OBJETIVO DO EXERCÍCIO – Dê sequência ao texto sobre a festa Chá com Bolachas, começando logo após a última frase.

TRECHO DO DOCUMENTO –
_ _ _ _ _ _ _
Foto: Getty Images |
Quase uma da manhã e a fila do clube Glória passa a academia vizinha. Até aqui, nada incomum para um sábado. A noite é de Chá com Bolachas, festa de música eletrônica dedicada ao público homossexual feminino. "Bolacha murcha não entra", brinca o slogan do projeto. Por incrível que pareça, as bolachas não eram maioria na calçada da boate. Meninas e meninos se amontoavam, rumo à porta da salvação naquela madrugada de vento gelado. Na sacada da igrejinha, os sortudos de roupa colorida e estilosa bebericavam drinques e pitavam cigarros. Enfim, uma festa bem-sucedida do circuito alternativo. Ponto.
O que se percebe é que o cenário noturno GLS já se incorporou à cena noturna no geral. Festa boa ou ruim. É essa a classificação que os atinge predominantemente. "Apesar de deixarmos explícito que a festa é para meninas, não queremos segmentá-la. Isso eu queria lá no começo, há cinco anos, porque na época não existia nada igual. Hoje, já não precisamos mais desses rótulos. A tendência é a cena GLS se misturar aos outros movimentos. Pelo menos é isso o que eu quero ver. A convivência com outros estilos de vida é bem mais interessante", explica Barbie da Silva, idealizadora, produtora e DJ da festa Chá com Bolachas.
Barbie conta que a idéia de organizar a festa surgiu num dia em que encontrou as amigas no Terra Madre Café, na Alameda Franca. "Eu tinha acabado de voltar de Nova Iorque e trouxe na bagagem as novidades da cena de lá. Electro clash e indie rock, por exemplo, era o que a gente queria ouvir e aqui em São Paulo não tinha festa que tocasse isso. O nome surgiu fácil, afinal éramos poucas, parecia um chá de amigas mesmo". Graças ao boca a boca e a distribuição dos criativos flyers, Barbie da Silva, Vertiginosa e equipe recebem hoje mais de 600 pessoas por edição.
_ _ _ _ _ _ _
(Registros brutos)
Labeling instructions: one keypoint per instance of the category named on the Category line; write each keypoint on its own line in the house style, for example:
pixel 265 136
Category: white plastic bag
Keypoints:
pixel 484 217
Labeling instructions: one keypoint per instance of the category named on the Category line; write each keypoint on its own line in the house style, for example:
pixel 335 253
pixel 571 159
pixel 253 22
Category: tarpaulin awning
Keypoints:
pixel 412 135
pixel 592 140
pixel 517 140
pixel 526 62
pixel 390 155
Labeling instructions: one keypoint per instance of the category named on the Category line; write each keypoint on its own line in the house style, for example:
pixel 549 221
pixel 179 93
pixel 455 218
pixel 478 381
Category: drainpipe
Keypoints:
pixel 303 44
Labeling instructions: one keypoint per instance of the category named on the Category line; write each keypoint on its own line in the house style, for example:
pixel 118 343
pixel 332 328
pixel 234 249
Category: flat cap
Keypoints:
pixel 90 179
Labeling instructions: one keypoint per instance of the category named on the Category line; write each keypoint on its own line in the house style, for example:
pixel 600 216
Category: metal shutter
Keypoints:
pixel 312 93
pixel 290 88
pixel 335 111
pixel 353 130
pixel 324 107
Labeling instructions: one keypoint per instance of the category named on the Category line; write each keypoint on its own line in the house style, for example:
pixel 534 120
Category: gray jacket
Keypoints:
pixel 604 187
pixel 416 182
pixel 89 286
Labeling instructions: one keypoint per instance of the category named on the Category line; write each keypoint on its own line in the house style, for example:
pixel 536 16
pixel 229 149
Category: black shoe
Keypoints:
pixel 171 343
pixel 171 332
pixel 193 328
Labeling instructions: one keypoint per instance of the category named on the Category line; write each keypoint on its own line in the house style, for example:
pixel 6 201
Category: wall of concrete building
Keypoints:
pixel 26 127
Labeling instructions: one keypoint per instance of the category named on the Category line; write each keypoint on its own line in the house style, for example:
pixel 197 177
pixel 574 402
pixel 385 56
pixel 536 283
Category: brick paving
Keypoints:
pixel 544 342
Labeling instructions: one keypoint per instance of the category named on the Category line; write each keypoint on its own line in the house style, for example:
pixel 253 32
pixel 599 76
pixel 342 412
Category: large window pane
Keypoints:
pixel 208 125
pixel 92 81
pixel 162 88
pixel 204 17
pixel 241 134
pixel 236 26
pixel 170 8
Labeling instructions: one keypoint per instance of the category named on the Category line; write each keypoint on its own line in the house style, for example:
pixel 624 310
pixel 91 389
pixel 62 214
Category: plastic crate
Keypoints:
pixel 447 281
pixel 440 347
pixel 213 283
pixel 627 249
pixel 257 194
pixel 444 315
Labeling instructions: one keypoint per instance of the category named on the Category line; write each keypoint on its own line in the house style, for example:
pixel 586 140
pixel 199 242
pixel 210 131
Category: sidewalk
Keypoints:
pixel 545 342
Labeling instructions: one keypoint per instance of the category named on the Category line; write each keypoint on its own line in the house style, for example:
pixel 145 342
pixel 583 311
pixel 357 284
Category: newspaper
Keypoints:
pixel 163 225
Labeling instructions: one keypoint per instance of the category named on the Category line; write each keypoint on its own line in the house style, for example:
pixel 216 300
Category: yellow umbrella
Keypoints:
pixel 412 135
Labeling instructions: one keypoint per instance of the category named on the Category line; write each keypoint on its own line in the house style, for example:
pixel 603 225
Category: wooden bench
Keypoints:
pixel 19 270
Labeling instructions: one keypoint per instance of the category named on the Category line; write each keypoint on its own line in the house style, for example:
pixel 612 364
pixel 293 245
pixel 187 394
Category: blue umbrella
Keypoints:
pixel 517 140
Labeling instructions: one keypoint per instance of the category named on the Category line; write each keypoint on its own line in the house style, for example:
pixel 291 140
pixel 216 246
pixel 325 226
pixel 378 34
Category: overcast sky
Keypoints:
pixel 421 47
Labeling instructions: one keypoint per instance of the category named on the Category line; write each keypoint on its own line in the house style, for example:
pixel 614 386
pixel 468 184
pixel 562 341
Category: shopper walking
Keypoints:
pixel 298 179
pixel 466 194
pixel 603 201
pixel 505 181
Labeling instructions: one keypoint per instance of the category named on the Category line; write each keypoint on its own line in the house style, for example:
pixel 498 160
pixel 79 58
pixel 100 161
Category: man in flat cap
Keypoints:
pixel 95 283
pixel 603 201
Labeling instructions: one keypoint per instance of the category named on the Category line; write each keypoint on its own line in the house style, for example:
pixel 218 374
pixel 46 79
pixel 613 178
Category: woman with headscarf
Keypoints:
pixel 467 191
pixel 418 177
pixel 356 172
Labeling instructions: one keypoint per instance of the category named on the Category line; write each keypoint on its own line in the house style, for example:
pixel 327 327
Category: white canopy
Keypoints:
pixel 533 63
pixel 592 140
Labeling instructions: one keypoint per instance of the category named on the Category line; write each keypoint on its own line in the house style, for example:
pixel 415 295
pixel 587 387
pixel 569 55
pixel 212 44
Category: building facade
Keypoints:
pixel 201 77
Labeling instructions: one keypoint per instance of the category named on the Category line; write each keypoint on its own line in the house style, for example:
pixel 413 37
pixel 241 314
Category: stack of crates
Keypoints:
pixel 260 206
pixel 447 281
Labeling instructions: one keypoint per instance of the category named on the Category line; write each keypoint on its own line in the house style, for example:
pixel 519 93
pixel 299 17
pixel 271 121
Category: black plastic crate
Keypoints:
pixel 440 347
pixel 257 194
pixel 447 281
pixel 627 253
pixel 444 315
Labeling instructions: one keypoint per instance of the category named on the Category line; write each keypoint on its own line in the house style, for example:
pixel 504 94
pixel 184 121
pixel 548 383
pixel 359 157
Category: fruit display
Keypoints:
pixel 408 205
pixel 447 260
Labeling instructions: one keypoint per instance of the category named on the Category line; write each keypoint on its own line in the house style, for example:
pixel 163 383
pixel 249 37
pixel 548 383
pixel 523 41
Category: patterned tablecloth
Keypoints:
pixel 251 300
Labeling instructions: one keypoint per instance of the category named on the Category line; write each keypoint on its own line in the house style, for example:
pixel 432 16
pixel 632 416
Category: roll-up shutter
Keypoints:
_ _ _ _ _ _ _
RESULTADO FINAL –
Boca na botija
Flyer da primeira edição da Chá com Bolachas |
Pista, camarote e terraço lotados. Nos picapes, as residentes da Chá com Bolachas recebiam a DJ londrina Jojo de Freq - produtora das famosas festas Nag Nag Nag e Bugged Out - para um set auto-definido electro-electric-ecstasy. Homem com homem, mulher com mulher, homem com mulher. Todo mundo sacudia cabeça e outfits sem muita preocupação. "Sempre tem hetero em festa de lésbica, rola aquele negócio da fantasia, do fetiche de ficar com duas mulheres (risos)", conta Lucas Kanyo, 33, arquiteto. "Eu vim aqui pela festa, mas tanto faz se é de lésbica, de gay, de hetero. Eu gosto do Glória e aqui as pessoas são educadas no geral. Mas na Bolachas eu fico mais tranqüilo, porque o centro da atenção são elas e não eu (risos)".
Para a antropóloga Elisa Freitas, 24, há menos festas para meninas. "Eu acho que as festas para o público gay feminino e masculino são todas iguais, mas é perceptível que as das garotas são mais recalcadas...a raiz disso está na sociedade machista", explica. "A entrada mais cara para homem afugenta os rapazes", destaca Fernanda Heinz, 27, produtora de moda, que estava na casa com o namorado, Otávio Santos, 27, designer. "Tem homem que não respeita, acha que vai levar duas meninas pra casa. É com isso que as meninas se incomodam, com a falta de respeito. Por isso as festas delas são mais restritas", analisa Otávio.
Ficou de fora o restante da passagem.